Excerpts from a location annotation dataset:
########################################

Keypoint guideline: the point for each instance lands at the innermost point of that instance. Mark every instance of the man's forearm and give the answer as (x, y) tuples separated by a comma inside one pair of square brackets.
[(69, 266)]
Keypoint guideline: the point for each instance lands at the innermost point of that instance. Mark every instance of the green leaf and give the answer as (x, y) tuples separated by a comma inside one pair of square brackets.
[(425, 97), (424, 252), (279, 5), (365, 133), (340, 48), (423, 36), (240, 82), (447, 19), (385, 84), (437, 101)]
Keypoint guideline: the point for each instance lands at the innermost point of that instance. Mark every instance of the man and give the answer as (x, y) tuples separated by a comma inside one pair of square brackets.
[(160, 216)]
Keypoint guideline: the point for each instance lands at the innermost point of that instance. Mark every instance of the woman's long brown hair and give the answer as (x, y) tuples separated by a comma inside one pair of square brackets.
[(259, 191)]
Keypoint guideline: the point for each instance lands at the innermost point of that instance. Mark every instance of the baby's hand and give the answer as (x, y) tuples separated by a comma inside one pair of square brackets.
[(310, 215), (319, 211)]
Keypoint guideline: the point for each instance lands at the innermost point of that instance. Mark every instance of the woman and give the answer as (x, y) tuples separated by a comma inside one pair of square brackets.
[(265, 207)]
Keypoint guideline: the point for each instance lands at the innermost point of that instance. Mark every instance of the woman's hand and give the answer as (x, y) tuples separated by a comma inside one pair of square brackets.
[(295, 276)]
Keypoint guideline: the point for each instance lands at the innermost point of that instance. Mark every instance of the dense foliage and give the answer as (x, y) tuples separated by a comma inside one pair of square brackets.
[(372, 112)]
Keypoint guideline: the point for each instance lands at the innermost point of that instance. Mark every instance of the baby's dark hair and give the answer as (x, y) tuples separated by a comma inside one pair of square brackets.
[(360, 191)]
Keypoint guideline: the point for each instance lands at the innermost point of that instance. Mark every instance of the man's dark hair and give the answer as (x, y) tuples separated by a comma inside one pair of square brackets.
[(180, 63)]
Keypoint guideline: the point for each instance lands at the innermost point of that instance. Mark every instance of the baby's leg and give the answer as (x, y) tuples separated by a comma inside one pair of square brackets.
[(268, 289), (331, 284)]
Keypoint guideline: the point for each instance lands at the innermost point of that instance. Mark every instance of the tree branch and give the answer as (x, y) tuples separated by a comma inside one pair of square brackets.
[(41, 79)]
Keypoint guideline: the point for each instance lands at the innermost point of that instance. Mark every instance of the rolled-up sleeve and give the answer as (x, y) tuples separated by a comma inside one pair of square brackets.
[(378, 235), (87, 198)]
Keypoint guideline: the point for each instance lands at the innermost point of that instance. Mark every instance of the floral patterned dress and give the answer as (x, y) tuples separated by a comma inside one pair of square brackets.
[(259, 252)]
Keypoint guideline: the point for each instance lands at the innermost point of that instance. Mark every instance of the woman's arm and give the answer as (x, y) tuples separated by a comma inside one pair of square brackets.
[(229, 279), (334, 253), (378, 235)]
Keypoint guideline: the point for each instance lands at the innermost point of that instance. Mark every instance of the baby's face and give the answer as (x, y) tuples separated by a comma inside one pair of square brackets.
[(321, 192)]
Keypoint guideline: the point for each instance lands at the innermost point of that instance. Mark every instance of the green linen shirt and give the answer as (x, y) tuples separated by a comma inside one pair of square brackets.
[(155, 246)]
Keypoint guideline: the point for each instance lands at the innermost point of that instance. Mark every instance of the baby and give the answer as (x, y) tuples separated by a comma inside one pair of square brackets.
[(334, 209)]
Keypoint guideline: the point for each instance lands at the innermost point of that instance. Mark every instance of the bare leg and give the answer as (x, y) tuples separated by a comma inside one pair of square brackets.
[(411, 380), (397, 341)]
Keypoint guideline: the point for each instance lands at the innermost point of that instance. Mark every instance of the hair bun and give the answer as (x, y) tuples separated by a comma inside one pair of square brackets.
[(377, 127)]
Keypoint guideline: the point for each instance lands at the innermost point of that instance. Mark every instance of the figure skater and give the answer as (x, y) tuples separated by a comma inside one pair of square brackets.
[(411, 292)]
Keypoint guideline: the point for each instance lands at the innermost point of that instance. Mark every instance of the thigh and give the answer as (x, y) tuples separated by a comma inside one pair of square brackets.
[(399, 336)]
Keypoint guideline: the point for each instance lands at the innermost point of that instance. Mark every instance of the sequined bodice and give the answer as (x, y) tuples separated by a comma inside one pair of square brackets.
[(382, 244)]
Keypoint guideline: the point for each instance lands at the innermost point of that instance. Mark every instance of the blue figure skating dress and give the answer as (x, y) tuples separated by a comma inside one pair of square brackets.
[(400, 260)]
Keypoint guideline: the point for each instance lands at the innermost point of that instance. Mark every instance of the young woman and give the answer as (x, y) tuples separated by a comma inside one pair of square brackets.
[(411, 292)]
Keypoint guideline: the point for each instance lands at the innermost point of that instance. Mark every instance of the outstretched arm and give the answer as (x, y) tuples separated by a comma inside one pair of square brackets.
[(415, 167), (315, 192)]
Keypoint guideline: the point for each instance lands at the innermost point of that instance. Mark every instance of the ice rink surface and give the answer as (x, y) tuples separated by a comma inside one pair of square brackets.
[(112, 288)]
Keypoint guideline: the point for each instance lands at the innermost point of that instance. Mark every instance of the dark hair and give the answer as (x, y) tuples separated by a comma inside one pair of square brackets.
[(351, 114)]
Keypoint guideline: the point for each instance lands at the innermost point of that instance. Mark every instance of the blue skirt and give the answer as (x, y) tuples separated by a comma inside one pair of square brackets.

########################################

Copy the entries above word for word, every line included.

> _WRITTEN ANSWER_:
Keypoint guideline: the point for each instance lands at the innermost point of that instance. Mark every instance of the man's forearm and give the answer as (x, y) tuples separated by a comma inside one pair of square brackets.
[(69, 266)]
Keypoint guideline: the point for each instance lands at the innermost point of that instance. Mark every instance of the green leaf and give the answer as (x, y) tuples separated by a comma inside one pair of square brackets.
[(425, 97), (424, 252), (279, 5), (365, 133), (340, 48), (423, 36), (240, 82), (447, 19), (385, 84), (437, 101)]
Keypoint guideline: the point for each instance lands at the innermost point of that instance. Mark every instance of the man and give the answer as (x, y) tuples separated by a comma inside one pair of square brackets.
[(160, 216)]
Keypoint guideline: the point for each instance lands at the innermost point of that instance. Mark every instance of the woman's long brown hair and give the answer as (x, y) tuples separated by a comma inside one pair of square brackets.
[(259, 191)]
Keypoint guideline: the point for each instance lands at the innermost point of that instance. Mark every instance of the baby's hand and give the answer as (x, y) tuples separated by a comma inside one pair of square brackets.
[(310, 215), (319, 211)]
Keypoint guideline: the point for each instance lands at the innermost point of that instance. Mark every instance of the woman and give the answer as (x, y) tuples separated by a comma inside one pair of square brackets.
[(265, 207)]
Keypoint guideline: the point for each instance lands at the innermost point of that instance. Mark every instance of the woman's hand and give the answer as (x, y) tuples separated by a comma inside one pair of square brackets.
[(295, 276)]
Keypoint guideline: the point for each instance lands at the innermost point of that instance. Mark every instance of the dense foliage and give the answer as (x, y) tuples separated by a comma inside one pair of square brackets.
[(372, 112)]
Keypoint guideline: the point for each instance lands at the innermost point of that instance. Mark every instance of the baby's dark hair and give the answer as (x, y) tuples separated by a comma inside one pair of square brackets.
[(360, 191)]
Keypoint guideline: the point for each instance lands at the innermost point of that instance. Mark every instance of the man's dark hair and give the answer as (x, y) tuples separated by a comma inside one pair of square brackets.
[(180, 63)]
Keypoint guideline: the point for each instance lands at the innermost point of that instance. Mark every instance of the baby's leg and give the answer as (x, y) tuples separated by a comma inside one pair of square brackets.
[(268, 289), (331, 284)]
Keypoint guideline: the point for each instance lands at the innermost point of that instance. Mark every instance of the tree branch and give the answer as (x, y) tuples separated by a comma inside one pair of square brackets.
[(41, 79)]
Keypoint guideline: the point for each instance lands at the innermost point of that instance. Mark every instance of the rolled-up sleeve and give the answer as (x, y) tuples separated by a comma inside one pair of square brackets.
[(378, 235), (87, 198)]
Keypoint guideline: the point for each instance lands at the innermost point of that instance. Mark every instance of the floral patterned dress and give the answer as (x, y) tuples separated by a comma inside one pair of square brackets.
[(259, 252)]
Keypoint guideline: the point for each instance lands at the innermost point of that instance. Mark every instance of the woman's arm and give the answer as (x, y) tuples separated by a comma inside one pair of square brackets.
[(229, 279), (334, 253), (378, 235)]
Keypoint guideline: the point for each instance lands at the innermost point of that instance. Mark every instance of the baby's face and give the answer as (x, y) tuples separated by a comma inside one pair of square brackets.
[(321, 192)]
Keypoint guideline: the point for each instance lands at the innermost point of that instance. Mark every instance of the green linen shirt and give the answer as (x, y) tuples separated by a comma inside one pair of square brackets.
[(155, 246)]
Keypoint guideline: the point for each instance lands at the innermost point of that instance. Mark every instance of the baby and give the answer as (x, y) tuples separated by a comma inside one pair of square brackets.
[(334, 209)]
Keypoint guideline: the point for each instance lands at the innermost point of that instance. Mark every instance of the bare leg and give the answer as (x, y) tuples separated by a comma inside one pair of square brackets.
[(411, 380), (397, 341)]
Keypoint guideline: the point for each instance lands at the innermost point of that instance. Mark every instance of the hair bun and give the answer as (x, y) tuples separated by a comma inside one pair of square brackets.
[(377, 127)]
Keypoint guideline: the point for each instance lands at the innermost point of that instance. Mark every instance of the figure skater and give the answer as (x, y) tuples separated by a comma inside one pair of square brackets.
[(411, 292)]
Keypoint guideline: the point for each instance lands at the innermost point of that instance. Mark every instance of the thigh and give the answer as (x, y) tuples separated by a comma inside one pair of square brackets.
[(399, 336)]
Keypoint guideline: the point for each instance lands at the innermost point of that instance. Mark every instance of the sequined bodice and give the answer as (x, y) tuples separated by a comma inside one pair of square brackets.
[(382, 244)]
Keypoint guideline: the point for each instance lands at the innermost point of that instance. Mark every instance of the blue figure skating dress and give the answer as (x, y) tuples separated by a comma inside one pair of square brackets.
[(400, 260)]
Keypoint guideline: the point for each instance lands at the innermost point of that instance. Mark every instance of the young woman and give the answer as (x, y) tuples separated by a comma inside one pair of square brackets.
[(411, 292)]
Keypoint guideline: the point for each instance lands at the innermost point of that instance. Mark every instance of the outstretched arm and give the answer as (x, y) tuples separated by a comma inside one pair of square brackets.
[(415, 167), (315, 192)]
Keypoint guideline: the point for each instance lands at the innermost point of that instance. Mark every instance of the ice rink surface and give the answer as (x, y) tuples separated by a comma inside one pair of square brackets.
[(112, 288)]
Keypoint guideline: the point for each instance lands at the innermost point of that instance. Mark every instance of the dark hair and give the answer as (x, y) tuples separated by a comma inside one pair of square brackets.
[(351, 114)]
Keypoint guideline: the point for each instance lands at the innermost point of that instance. Mark every instance of the blue skirt and give the answer as (x, y) tuples separated by a comma inside one pair of square brackets.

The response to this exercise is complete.